** Start **
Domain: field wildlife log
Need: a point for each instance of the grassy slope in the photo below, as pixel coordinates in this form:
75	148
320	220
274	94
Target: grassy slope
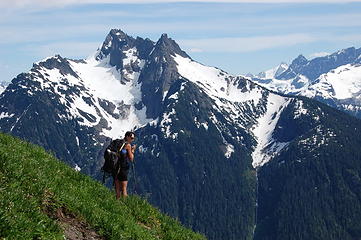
** End **
Required task »
Output every line of the items above as a Markdown table with the columns Row and Text, numbering each line and skipping blank lines. Omit the pictures.

Answer to the task »
| Row | Text |
|---|---|
| 1 | Domain: field wildlife log |
| 2 | Need: a point for each instance of the grassy slope in the photo below, as pixel coordinates in this form: |
| 3 | 75	148 |
| 4 | 320	220 |
| 5 | 274	94 |
| 6 | Target: grassy slope |